(Problem description): Output every entry exactly as it appears.

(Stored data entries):
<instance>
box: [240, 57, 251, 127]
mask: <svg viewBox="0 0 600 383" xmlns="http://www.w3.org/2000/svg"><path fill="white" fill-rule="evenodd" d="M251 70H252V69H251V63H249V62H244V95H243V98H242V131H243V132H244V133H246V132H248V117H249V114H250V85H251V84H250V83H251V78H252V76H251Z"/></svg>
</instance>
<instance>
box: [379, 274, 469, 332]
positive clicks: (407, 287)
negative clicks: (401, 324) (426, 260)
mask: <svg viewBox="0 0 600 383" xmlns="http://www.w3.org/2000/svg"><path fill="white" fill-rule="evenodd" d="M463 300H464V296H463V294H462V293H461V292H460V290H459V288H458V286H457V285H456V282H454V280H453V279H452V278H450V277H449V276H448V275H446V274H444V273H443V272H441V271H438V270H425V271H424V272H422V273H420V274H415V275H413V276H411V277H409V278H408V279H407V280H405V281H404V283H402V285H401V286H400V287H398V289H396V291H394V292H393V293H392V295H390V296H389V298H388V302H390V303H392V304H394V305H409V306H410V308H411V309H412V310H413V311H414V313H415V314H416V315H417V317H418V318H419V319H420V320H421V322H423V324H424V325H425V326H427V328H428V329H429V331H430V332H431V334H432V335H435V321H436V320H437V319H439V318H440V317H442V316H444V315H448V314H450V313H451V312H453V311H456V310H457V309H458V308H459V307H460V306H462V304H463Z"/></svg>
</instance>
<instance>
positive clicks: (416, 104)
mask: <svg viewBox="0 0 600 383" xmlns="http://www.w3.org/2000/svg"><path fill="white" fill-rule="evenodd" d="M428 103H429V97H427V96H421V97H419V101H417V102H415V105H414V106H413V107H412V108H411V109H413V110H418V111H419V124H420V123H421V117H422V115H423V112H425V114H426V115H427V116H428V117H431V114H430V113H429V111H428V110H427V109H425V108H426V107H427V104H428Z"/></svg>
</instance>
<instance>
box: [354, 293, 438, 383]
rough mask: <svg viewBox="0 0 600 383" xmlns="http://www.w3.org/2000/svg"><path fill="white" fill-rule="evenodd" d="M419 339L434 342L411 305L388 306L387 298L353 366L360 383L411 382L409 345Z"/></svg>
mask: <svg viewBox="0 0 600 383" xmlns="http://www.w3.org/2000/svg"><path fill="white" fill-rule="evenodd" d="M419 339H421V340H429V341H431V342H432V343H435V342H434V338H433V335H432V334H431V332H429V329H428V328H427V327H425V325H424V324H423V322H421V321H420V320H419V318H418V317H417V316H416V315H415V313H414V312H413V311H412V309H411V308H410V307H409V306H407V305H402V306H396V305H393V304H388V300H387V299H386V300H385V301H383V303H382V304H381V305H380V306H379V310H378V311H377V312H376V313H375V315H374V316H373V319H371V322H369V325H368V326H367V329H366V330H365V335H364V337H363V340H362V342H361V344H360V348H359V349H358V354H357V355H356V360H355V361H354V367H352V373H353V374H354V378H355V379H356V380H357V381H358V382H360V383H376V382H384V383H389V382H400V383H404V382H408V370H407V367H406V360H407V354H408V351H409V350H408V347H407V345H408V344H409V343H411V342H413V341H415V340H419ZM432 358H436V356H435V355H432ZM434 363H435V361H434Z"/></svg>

(Answer for the task):
<instance>
box: [240, 57, 251, 127]
mask: <svg viewBox="0 0 600 383" xmlns="http://www.w3.org/2000/svg"><path fill="white" fill-rule="evenodd" d="M251 70H252V69H251V63H249V62H244V95H243V98H242V131H243V132H244V133H246V132H248V117H249V114H250V85H251V84H250V83H251V78H252V76H251Z"/></svg>
</instance>
<instance>
box: [379, 274, 469, 332]
positive clicks: (407, 287)
negative clicks: (401, 324) (426, 260)
mask: <svg viewBox="0 0 600 383" xmlns="http://www.w3.org/2000/svg"><path fill="white" fill-rule="evenodd" d="M463 300H464V296H463V294H462V293H461V292H460V290H459V288H458V286H457V285H456V282H454V280H453V279H452V278H450V277H449V276H448V275H446V274H444V273H443V272H441V271H438V270H425V271H424V272H422V273H420V274H415V275H413V276H411V277H409V278H408V279H407V280H405V281H404V283H402V285H401V286H400V287H398V289H396V291H394V292H393V293H392V295H390V296H389V298H388V302H390V303H392V304H394V305H409V306H410V308H411V309H412V310H413V311H414V313H415V314H416V315H417V317H418V318H419V319H420V320H421V322H423V324H424V325H425V326H427V328H428V329H429V331H430V332H431V334H432V335H435V321H436V320H437V319H439V318H440V317H442V316H444V315H448V314H450V313H451V312H453V311H456V310H457V309H458V308H459V307H460V306H462V304H463Z"/></svg>
</instance>
<instance>
positive clicks: (416, 104)
mask: <svg viewBox="0 0 600 383" xmlns="http://www.w3.org/2000/svg"><path fill="white" fill-rule="evenodd" d="M428 103H429V97H427V96H421V97H419V101H417V102H415V105H414V106H413V107H412V108H411V109H413V110H418V111H419V124H420V123H421V117H422V115H423V112H425V114H426V115H427V116H428V117H431V114H430V113H429V111H428V110H427V109H425V108H426V107H427V104H428Z"/></svg>
</instance>
<instance>
box: [354, 293, 438, 383]
rough mask: <svg viewBox="0 0 600 383" xmlns="http://www.w3.org/2000/svg"><path fill="white" fill-rule="evenodd" d="M419 339L434 342L411 305L388 306L387 298L353 366L360 383L411 382L409 345Z"/></svg>
mask: <svg viewBox="0 0 600 383" xmlns="http://www.w3.org/2000/svg"><path fill="white" fill-rule="evenodd" d="M419 339H421V340H429V341H431V342H432V343H435V342H434V338H433V335H432V334H431V332H429V329H428V328H427V327H425V325H424V324H423V322H421V321H420V320H419V318H418V317H417V316H416V315H415V313H414V312H413V311H412V309H411V308H410V307H409V306H407V305H402V306H396V305H393V304H388V300H387V299H386V300H385V301H383V303H382V304H381V305H380V306H379V310H378V311H377V312H376V313H375V315H374V316H373V319H371V322H369V325H368V326H367V329H366V330H365V335H364V337H363V340H362V342H361V344H360V348H359V349H358V354H357V355H356V360H355V361H354V367H352V373H353V374H354V378H355V379H356V380H357V381H358V382H360V383H376V382H384V383H389V382H400V383H404V382H408V370H407V367H406V360H407V354H408V351H409V350H408V347H407V345H408V344H409V343H411V342H413V341H415V340H419ZM432 358H436V356H435V355H432ZM434 363H435V361H434Z"/></svg>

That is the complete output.